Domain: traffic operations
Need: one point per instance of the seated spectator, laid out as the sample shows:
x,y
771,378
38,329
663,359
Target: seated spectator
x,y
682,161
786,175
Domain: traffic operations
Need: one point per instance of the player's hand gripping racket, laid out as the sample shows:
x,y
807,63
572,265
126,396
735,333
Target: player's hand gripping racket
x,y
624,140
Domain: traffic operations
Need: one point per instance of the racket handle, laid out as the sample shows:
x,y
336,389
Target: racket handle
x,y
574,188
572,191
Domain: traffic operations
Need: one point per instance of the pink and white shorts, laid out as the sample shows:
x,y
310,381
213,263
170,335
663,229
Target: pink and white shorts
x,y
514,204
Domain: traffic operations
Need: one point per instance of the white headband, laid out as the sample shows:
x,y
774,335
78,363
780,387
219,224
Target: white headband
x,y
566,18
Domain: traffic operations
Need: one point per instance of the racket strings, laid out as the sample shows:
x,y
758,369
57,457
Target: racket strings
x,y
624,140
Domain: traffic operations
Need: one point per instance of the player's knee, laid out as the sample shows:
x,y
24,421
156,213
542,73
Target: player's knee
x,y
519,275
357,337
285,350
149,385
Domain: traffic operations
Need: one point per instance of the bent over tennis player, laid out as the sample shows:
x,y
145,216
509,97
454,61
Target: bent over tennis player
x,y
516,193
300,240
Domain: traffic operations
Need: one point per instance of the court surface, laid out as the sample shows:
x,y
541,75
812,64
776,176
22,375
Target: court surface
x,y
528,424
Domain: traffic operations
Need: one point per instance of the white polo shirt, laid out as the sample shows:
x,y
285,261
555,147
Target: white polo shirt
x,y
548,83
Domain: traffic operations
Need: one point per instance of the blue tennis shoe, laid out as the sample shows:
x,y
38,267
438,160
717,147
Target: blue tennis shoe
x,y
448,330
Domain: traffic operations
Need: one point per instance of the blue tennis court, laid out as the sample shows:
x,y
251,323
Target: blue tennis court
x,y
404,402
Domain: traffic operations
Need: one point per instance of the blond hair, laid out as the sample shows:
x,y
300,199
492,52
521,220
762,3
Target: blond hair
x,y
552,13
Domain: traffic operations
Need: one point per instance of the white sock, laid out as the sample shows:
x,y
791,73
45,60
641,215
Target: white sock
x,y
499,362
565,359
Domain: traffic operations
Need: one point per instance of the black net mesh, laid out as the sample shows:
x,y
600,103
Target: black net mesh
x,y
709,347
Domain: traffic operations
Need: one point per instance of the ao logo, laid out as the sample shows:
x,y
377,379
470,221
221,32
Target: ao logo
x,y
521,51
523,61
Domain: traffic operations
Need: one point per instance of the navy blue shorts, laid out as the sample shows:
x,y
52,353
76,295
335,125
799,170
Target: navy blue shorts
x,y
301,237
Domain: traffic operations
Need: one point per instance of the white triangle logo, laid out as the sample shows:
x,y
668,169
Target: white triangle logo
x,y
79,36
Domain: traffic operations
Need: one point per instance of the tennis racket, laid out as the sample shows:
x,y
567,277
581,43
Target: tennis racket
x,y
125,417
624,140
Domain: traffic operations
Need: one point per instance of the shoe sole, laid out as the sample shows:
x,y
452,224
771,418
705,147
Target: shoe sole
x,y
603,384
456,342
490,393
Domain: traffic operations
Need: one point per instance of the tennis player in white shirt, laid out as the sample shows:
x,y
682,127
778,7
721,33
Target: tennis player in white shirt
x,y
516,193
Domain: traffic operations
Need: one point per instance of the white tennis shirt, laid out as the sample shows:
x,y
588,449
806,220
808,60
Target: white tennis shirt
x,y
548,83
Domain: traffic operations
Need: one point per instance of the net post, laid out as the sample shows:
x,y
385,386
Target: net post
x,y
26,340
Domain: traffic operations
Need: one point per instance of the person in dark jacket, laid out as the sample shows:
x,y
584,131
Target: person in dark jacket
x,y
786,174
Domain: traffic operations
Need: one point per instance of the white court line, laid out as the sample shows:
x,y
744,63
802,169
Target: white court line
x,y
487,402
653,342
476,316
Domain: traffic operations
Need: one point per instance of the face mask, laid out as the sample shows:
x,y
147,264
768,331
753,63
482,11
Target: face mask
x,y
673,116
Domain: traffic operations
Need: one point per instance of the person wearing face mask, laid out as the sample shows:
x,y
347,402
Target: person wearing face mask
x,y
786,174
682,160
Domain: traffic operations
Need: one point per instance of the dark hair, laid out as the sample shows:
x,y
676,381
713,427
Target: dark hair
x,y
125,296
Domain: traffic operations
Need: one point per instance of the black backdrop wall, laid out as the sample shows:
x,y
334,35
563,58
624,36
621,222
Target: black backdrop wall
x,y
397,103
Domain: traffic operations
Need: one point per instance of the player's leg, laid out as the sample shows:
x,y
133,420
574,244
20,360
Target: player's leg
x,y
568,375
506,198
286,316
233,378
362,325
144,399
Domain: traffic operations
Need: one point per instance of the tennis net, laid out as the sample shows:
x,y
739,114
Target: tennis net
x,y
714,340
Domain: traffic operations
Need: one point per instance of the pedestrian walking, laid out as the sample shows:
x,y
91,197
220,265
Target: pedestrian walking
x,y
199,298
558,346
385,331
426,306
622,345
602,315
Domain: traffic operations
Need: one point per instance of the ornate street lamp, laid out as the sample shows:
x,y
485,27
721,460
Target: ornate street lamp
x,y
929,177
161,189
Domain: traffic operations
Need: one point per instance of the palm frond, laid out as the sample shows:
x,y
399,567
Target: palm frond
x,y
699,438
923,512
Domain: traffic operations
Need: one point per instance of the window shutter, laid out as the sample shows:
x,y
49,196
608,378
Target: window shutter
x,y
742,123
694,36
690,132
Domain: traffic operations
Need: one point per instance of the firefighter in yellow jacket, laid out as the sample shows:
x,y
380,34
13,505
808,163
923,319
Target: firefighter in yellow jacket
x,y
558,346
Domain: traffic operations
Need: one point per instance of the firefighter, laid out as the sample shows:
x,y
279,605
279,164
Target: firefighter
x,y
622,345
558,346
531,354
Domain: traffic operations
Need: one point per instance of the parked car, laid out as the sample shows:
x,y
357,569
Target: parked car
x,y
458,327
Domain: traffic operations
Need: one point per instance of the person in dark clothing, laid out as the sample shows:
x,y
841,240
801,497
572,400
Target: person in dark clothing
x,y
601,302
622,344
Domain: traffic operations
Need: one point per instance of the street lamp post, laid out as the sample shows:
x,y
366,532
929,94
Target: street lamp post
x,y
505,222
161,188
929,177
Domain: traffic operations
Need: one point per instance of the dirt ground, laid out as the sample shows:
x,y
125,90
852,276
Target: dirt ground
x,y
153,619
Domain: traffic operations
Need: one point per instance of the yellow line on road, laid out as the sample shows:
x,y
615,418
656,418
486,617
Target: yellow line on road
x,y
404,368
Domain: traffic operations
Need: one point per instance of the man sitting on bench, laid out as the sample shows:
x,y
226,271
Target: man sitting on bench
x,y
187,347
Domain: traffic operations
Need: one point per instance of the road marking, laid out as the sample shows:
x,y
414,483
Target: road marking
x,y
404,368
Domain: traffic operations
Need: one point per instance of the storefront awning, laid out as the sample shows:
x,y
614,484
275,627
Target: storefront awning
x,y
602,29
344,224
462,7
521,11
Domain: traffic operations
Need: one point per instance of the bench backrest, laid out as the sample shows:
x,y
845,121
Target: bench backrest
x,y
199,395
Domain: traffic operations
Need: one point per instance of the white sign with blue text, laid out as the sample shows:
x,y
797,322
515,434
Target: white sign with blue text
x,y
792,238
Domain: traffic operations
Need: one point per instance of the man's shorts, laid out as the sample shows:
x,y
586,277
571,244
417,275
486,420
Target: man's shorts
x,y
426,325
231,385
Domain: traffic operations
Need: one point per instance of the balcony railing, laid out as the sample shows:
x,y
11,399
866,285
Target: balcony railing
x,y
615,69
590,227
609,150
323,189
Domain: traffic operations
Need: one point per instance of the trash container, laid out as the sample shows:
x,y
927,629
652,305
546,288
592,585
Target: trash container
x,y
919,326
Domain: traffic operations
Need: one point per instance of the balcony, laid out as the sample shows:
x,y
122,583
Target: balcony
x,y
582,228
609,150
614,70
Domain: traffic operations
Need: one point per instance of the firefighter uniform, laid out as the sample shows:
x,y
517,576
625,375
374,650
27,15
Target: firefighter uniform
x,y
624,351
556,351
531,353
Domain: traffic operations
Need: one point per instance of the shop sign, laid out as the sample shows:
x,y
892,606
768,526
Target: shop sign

--- --- ---

Copy each line holding "shop" from the material above.

* **ANSWER AREA**:
Need: one point per instance of the shop sign, laid out as the sample shows:
Target: shop sign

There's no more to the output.